Return every line in the records below that contains the string "lamp".
━━━ Data section ━━━
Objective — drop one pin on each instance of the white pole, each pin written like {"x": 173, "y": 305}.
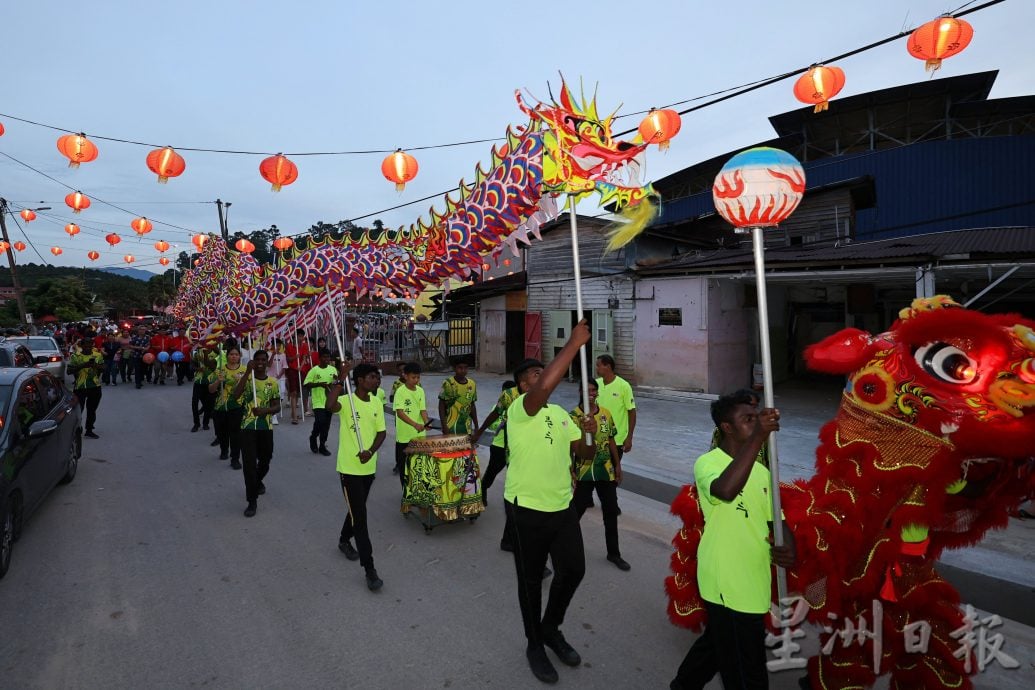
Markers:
{"x": 348, "y": 384}
{"x": 583, "y": 365}
{"x": 768, "y": 396}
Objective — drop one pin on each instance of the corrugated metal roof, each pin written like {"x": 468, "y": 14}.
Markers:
{"x": 986, "y": 243}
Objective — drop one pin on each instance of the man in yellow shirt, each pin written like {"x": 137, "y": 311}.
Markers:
{"x": 735, "y": 556}
{"x": 356, "y": 465}
{"x": 540, "y": 440}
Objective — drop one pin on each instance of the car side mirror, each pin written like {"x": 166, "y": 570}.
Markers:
{"x": 42, "y": 427}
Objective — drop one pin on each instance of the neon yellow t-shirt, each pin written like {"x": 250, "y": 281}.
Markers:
{"x": 320, "y": 375}
{"x": 734, "y": 565}
{"x": 372, "y": 421}
{"x": 412, "y": 402}
{"x": 266, "y": 391}
{"x": 539, "y": 457}
{"x": 617, "y": 397}
{"x": 459, "y": 398}
{"x": 599, "y": 468}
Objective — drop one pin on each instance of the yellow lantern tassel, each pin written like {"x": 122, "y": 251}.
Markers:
{"x": 637, "y": 218}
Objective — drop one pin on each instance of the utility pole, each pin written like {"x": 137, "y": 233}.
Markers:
{"x": 10, "y": 259}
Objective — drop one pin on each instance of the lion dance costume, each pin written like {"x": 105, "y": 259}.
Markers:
{"x": 932, "y": 447}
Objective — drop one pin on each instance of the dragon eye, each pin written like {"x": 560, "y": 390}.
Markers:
{"x": 946, "y": 362}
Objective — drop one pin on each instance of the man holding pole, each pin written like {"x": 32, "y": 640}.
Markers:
{"x": 735, "y": 555}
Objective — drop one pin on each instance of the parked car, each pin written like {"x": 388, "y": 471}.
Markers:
{"x": 12, "y": 354}
{"x": 40, "y": 445}
{"x": 46, "y": 353}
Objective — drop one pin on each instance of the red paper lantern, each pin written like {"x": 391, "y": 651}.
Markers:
{"x": 142, "y": 226}
{"x": 819, "y": 85}
{"x": 77, "y": 201}
{"x": 939, "y": 39}
{"x": 77, "y": 148}
{"x": 278, "y": 171}
{"x": 166, "y": 162}
{"x": 659, "y": 126}
{"x": 400, "y": 168}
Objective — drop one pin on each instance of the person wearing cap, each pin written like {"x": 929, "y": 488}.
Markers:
{"x": 540, "y": 440}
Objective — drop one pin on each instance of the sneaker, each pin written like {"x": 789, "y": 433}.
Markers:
{"x": 540, "y": 665}
{"x": 620, "y": 563}
{"x": 555, "y": 640}
{"x": 373, "y": 581}
{"x": 347, "y": 548}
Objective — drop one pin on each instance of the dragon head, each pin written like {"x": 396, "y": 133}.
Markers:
{"x": 963, "y": 380}
{"x": 582, "y": 156}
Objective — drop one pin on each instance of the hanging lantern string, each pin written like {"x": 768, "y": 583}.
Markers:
{"x": 723, "y": 94}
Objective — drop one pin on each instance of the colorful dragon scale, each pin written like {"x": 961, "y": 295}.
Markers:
{"x": 930, "y": 449}
{"x": 565, "y": 148}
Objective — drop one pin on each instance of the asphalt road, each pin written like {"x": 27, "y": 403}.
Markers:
{"x": 144, "y": 573}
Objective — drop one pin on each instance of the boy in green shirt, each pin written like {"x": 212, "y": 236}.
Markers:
{"x": 456, "y": 401}
{"x": 317, "y": 382}
{"x": 257, "y": 425}
{"x": 87, "y": 364}
{"x": 357, "y": 465}
{"x": 735, "y": 556}
{"x": 411, "y": 416}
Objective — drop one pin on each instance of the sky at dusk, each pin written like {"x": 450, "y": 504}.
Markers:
{"x": 323, "y": 76}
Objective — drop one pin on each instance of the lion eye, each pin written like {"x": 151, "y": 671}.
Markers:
{"x": 946, "y": 362}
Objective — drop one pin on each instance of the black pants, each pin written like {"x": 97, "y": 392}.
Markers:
{"x": 257, "y": 451}
{"x": 90, "y": 397}
{"x": 228, "y": 430}
{"x": 733, "y": 646}
{"x": 321, "y": 425}
{"x": 356, "y": 488}
{"x": 537, "y": 535}
{"x": 608, "y": 492}
{"x": 201, "y": 403}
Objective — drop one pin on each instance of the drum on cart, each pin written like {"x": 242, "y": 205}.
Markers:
{"x": 442, "y": 480}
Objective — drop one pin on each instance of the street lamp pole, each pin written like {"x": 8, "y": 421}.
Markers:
{"x": 4, "y": 210}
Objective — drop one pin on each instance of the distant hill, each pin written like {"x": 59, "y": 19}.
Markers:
{"x": 137, "y": 273}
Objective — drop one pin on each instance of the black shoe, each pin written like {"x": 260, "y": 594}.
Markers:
{"x": 620, "y": 563}
{"x": 555, "y": 640}
{"x": 373, "y": 581}
{"x": 540, "y": 665}
{"x": 347, "y": 548}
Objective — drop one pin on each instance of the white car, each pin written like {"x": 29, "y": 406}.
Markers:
{"x": 46, "y": 352}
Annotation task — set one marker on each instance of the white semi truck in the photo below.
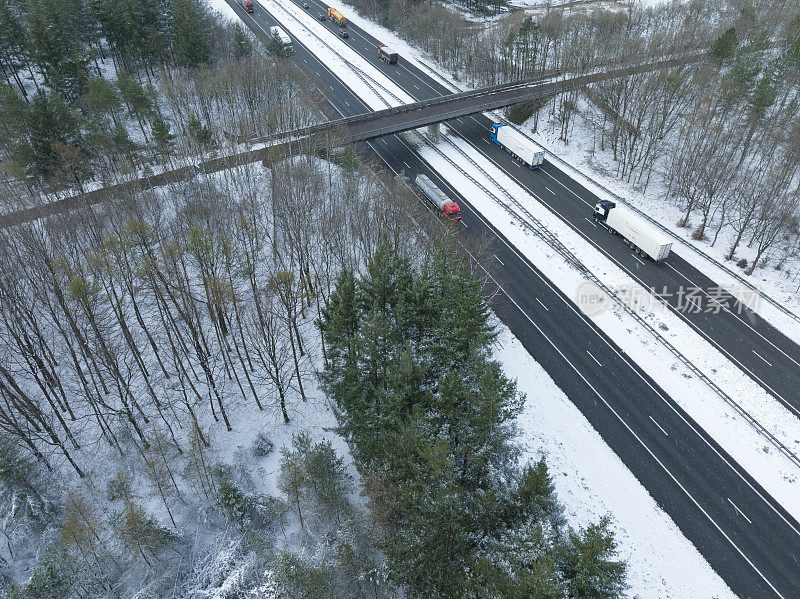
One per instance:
(517, 144)
(640, 235)
(280, 34)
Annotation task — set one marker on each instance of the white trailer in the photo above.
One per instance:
(282, 36)
(386, 54)
(446, 207)
(515, 142)
(639, 234)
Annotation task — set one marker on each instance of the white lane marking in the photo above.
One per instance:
(736, 507)
(593, 358)
(738, 316)
(571, 306)
(658, 425)
(760, 356)
(645, 446)
(693, 428)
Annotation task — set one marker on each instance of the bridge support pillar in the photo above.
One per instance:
(433, 132)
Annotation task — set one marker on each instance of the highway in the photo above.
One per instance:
(743, 533)
(754, 345)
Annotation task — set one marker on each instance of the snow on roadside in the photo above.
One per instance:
(592, 481)
(583, 160)
(772, 469)
(224, 9)
(650, 567)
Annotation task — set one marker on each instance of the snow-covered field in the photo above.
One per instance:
(771, 468)
(659, 573)
(598, 168)
(592, 481)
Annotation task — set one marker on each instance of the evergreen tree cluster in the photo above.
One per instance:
(60, 106)
(430, 418)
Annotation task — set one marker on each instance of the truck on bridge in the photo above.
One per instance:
(386, 54)
(446, 207)
(336, 17)
(641, 236)
(282, 36)
(516, 143)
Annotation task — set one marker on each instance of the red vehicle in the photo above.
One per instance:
(446, 207)
(386, 54)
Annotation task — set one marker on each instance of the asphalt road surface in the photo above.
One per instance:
(751, 542)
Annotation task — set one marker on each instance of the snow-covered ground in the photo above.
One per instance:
(595, 175)
(662, 569)
(781, 285)
(592, 481)
(772, 469)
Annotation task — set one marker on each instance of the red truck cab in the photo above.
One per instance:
(451, 212)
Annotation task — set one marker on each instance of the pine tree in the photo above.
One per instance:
(51, 121)
(588, 565)
(191, 33)
(242, 44)
(199, 132)
(724, 47)
(161, 134)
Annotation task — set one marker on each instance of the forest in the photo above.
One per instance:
(720, 135)
(155, 351)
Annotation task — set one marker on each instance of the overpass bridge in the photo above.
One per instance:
(360, 128)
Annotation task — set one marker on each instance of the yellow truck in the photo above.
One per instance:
(335, 16)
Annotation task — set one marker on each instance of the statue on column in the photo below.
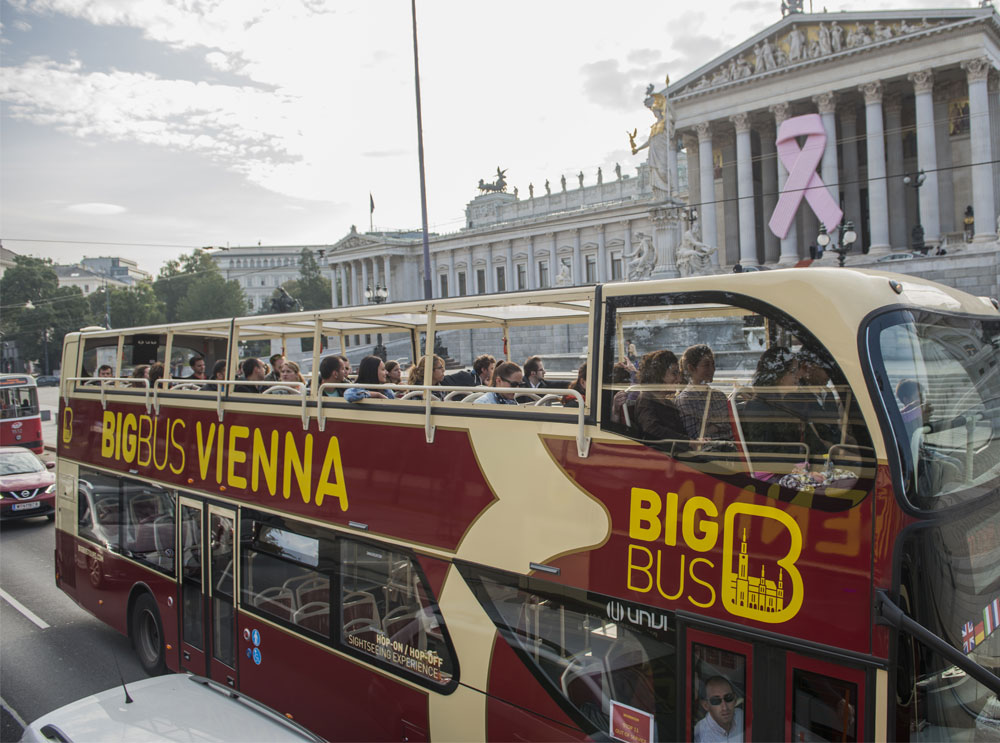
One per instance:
(661, 134)
(643, 259)
(693, 256)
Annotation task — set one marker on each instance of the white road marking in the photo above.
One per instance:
(34, 618)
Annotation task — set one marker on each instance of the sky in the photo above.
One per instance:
(147, 128)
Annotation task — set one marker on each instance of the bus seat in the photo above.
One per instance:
(630, 673)
(360, 605)
(402, 625)
(584, 681)
(315, 616)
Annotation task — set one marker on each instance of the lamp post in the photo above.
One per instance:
(378, 295)
(915, 181)
(844, 243)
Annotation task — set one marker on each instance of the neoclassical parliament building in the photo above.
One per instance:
(910, 107)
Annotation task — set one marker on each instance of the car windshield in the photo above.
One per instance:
(19, 462)
(940, 379)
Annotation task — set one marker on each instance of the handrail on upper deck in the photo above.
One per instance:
(582, 440)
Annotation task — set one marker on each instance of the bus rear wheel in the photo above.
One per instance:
(147, 635)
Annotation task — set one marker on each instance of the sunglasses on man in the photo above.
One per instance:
(717, 700)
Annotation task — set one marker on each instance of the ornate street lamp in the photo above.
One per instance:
(844, 243)
(916, 181)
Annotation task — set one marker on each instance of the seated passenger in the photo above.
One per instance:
(507, 375)
(253, 371)
(415, 376)
(393, 372)
(705, 411)
(774, 413)
(657, 417)
(332, 371)
(579, 384)
(370, 371)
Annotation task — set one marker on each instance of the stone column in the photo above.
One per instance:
(768, 185)
(602, 256)
(789, 243)
(744, 180)
(898, 235)
(978, 71)
(923, 88)
(577, 259)
(852, 190)
(706, 177)
(878, 193)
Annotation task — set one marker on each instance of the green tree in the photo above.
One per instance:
(53, 311)
(193, 288)
(130, 306)
(311, 288)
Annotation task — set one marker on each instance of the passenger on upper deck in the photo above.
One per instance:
(656, 414)
(774, 414)
(371, 370)
(277, 361)
(332, 371)
(197, 364)
(506, 375)
(705, 411)
(393, 372)
(253, 371)
(415, 376)
(481, 374)
(534, 373)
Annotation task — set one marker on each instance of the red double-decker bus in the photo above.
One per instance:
(20, 418)
(785, 524)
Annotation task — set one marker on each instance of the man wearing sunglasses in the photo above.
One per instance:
(724, 720)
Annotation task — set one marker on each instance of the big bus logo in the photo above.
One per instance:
(772, 591)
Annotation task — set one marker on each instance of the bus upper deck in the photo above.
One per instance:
(845, 443)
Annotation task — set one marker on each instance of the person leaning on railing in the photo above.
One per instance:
(370, 371)
(506, 375)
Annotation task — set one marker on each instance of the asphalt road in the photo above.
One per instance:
(52, 652)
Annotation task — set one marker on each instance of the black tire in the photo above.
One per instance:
(147, 636)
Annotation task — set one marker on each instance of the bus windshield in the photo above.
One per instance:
(941, 388)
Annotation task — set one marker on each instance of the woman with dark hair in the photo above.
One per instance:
(773, 415)
(370, 371)
(657, 416)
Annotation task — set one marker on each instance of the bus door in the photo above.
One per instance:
(823, 701)
(221, 615)
(193, 600)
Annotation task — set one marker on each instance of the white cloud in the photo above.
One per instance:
(97, 209)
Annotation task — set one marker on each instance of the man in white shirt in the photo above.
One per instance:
(724, 720)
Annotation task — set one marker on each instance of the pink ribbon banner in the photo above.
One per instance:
(803, 181)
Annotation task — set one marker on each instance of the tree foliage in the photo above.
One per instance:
(193, 288)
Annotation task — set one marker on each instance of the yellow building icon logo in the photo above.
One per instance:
(757, 594)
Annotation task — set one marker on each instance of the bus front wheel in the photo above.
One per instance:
(147, 635)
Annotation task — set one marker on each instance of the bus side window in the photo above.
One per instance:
(387, 612)
(718, 684)
(823, 708)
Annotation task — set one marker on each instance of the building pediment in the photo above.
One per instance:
(802, 40)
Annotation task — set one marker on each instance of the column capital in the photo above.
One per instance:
(826, 102)
(872, 92)
(781, 112)
(923, 81)
(741, 121)
(893, 104)
(977, 69)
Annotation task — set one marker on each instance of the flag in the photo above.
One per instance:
(968, 637)
(991, 616)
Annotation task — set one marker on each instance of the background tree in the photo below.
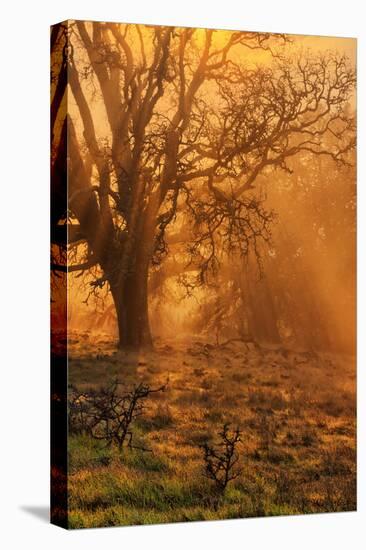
━━━
### Response to this task
Objective — drop one pin on each instance of the street lamp pole, each pin written like {"x": 8, "y": 421}.
Annotation task — set one marker on each instance of the lamp post in the photo above.
Annotation task — set one marker on each instance of the ornate street lamp in the photo above.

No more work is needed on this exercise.